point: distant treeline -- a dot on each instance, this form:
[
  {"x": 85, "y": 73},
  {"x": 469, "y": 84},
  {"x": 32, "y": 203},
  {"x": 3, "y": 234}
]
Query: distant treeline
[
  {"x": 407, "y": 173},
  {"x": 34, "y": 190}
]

★ ★ ★ ★ ★

Every line of the listing above is to be repeated exactly as written.

## Answer
point: distant treeline -- a dot on each instance, this form:
[
  {"x": 85, "y": 73},
  {"x": 469, "y": 84},
  {"x": 32, "y": 203},
  {"x": 3, "y": 234}
]
Query: distant treeline
[
  {"x": 407, "y": 173},
  {"x": 34, "y": 190}
]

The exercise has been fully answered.